Supplied records
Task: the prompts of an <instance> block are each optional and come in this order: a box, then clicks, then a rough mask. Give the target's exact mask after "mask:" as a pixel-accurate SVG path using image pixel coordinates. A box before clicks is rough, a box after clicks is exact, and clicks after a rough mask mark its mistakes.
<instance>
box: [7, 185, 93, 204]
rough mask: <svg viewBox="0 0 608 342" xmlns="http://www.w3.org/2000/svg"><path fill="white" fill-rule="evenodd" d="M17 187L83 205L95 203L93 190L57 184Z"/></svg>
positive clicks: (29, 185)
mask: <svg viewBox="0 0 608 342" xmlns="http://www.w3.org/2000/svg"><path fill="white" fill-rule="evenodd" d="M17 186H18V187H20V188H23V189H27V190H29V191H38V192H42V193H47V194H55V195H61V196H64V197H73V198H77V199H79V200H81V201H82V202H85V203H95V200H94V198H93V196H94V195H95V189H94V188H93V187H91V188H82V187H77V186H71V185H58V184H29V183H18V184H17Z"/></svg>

Action item
Give only the number of lines in the material above that include the word "instance".

Response to the exercise
2